■ TEXTAUSZUG ■
Wir sind konfrontiert mit Männern wie dem Begründer der Friedens- und Konfliktforschung, dem Norweger Johan Galtung, der auf gut antisemitisch den Mossad mit dem rechtsextremen Mörder Anders Breivik in Verbindung bringt.

Für Galtung kontrollieren Juden die US-Medien und für ihn tragen Juden eine Schuld an Auschwitz: sie hätten schließlich „einflussreiche Positionen in Deutschland bekleidet.”

Auf Günter Grass werde ich nicht weiter eingehen, aber er repräsentiert einen Großteil der Bevölkerung.

In Deutschland waren einer Umfrage zufolge 2010 nahezu 60% der Befragten der Ansicht, Israel führe einen Vernichtungskrieg gegen die Palästinenser.
Meine Damen und Herren, angesichts dieser Wirklichkeit im Jahre 2012, den höchsten Antisemitismus-Werten seit dem zweiten Weltkrieg fordere ich die europäischen Regierungen auf, ihre innenpolitischen Hausaufgaben zu machen und den Antisemitismus, ich betone: wirkungsvoll zu bekämpfen; der Nahostfriedensprozess ist nur von den daran beteiligten Konfliktparteien im Rahmen von direkten Verhandlungen zu gestalten.

Das Gesprächsangebot seitens einer israelischen Regierung, die den Friedenswillen ihrer Bevölkerung repräsentiert, liegt auf dem Tisch, allein die Palästinensische Autonomie weigert sich, an den Verhandlungstisch zurückzukehren.

Hermetischer Faktenresistenz gegenüber bleibt festzuhalten:

Dass die Juden historisch in Palästina schon vor der Staatsgründung und aktuell heute von Israel aus ihren arabischen Nachbarn das Angebot zu Frieden und Kooperation gemacht haben, gehört zu den historischen Wahrheiten.

Es waren nicht die Juden in Palästina, die den UN-Teilungsplan von 1947 nicht akzeptiert haben, sondern es war eine arabische Elite, darunter der deutsche Verbündete und NS-Kriegsverbrecher, der Mufti von Jerusalem Amin al-Husseini.

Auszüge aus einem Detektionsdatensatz
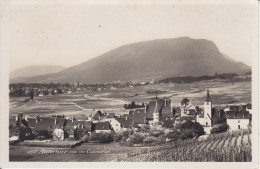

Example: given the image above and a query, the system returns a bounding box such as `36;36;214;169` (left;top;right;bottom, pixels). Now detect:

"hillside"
15;37;251;83
10;65;65;79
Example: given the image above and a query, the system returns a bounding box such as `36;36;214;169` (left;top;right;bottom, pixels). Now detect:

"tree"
129;133;145;144
181;98;190;106
130;101;135;109
175;120;205;139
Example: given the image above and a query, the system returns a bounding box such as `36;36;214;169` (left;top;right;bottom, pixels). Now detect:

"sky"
0;0;258;71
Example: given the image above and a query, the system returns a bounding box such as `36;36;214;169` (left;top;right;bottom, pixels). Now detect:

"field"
117;130;252;162
9;130;252;162
9;81;251;115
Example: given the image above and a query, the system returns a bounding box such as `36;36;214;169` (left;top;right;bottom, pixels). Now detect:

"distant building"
93;121;111;133
227;110;251;130
129;99;174;126
196;91;212;127
53;126;64;141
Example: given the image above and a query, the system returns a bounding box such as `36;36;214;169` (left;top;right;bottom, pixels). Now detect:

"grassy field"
9;81;251;115
117;133;252;162
9;131;252;162
9;143;154;162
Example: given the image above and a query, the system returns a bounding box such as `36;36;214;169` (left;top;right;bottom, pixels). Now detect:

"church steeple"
205;90;211;102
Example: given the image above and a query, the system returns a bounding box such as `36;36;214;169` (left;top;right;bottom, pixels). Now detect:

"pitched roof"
92;111;104;120
199;112;204;118
27;118;36;127
146;99;173;118
115;116;133;128
64;126;75;135
35;117;65;131
133;108;146;124
227;110;250;119
65;120;93;131
94;121;110;130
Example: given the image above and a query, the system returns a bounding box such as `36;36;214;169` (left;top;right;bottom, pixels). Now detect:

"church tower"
153;100;159;124
204;90;212;126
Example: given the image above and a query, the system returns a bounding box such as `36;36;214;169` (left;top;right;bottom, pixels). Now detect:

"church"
196;90;212;127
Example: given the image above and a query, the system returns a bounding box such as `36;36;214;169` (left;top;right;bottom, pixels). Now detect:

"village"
9;90;252;144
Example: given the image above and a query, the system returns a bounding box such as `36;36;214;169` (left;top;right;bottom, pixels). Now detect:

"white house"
196;91;212;127
227;110;250;130
101;117;122;132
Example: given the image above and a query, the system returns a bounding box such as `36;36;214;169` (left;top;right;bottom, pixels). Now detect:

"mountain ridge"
11;37;251;83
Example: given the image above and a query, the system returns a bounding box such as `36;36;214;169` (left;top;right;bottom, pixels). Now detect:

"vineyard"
115;130;252;162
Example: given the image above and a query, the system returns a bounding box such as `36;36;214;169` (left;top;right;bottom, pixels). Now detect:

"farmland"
9;80;251;115
117;132;252;162
10;130;252;162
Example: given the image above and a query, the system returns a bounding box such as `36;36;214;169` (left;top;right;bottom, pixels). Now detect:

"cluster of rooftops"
9;90;252;139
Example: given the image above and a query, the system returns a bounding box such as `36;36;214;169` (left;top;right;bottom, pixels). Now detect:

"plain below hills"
10;65;65;81
11;37;251;83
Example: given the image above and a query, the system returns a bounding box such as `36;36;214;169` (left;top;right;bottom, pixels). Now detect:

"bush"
180;130;196;140
176;121;205;137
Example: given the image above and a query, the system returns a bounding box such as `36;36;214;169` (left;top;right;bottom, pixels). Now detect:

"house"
196;90;212;127
64;126;75;139
227;110;251;130
53;126;64;141
100;114;121;132
34;117;65;135
115;115;133;130
64;118;93;138
93;121;111;133
129;97;174;126
91;111;105;122
180;116;196;123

■ AUFGABENSTELLUNG ■
Kopiere aus dem Textauszug wortgetreu die Stelle, die mit den Worten „Das Gesprächsangebot seitens“ einsetzt und mit „Jerusalem Amin al-Husseini.“ schließt.

■ LÖSUNG DER AUFGABE ■
Das Gesprächsangebot seitens einer israelischen Regierung, die den Friedenswillen ihrer Bevölkerung repräsentiert, liegt auf dem Tisch, allein die Palästinensische Autonomie weigert sich, an den Verhandlungstisch zurückzukehren.

Hermetischer Faktenresistenz gegenüber bleibt festzuhalten:

Dass die Juden historisch in Palästina schon vor der Staatsgründung und aktuell heute von Israel aus ihren arabischen Nachbarn das Angebot zu Frieden und Kooperation gemacht haben, gehört zu den historischen Wahrheiten.

Es waren nicht die Juden in Palästina, die den UN-Teilungsplan von 1947 nicht akzeptiert haben, sondern es war eine arabische Elite, darunter der deutsche Verbündete und NS-Kriegsverbrecher, der Mufti von Jerusalem Amin al-Husseini.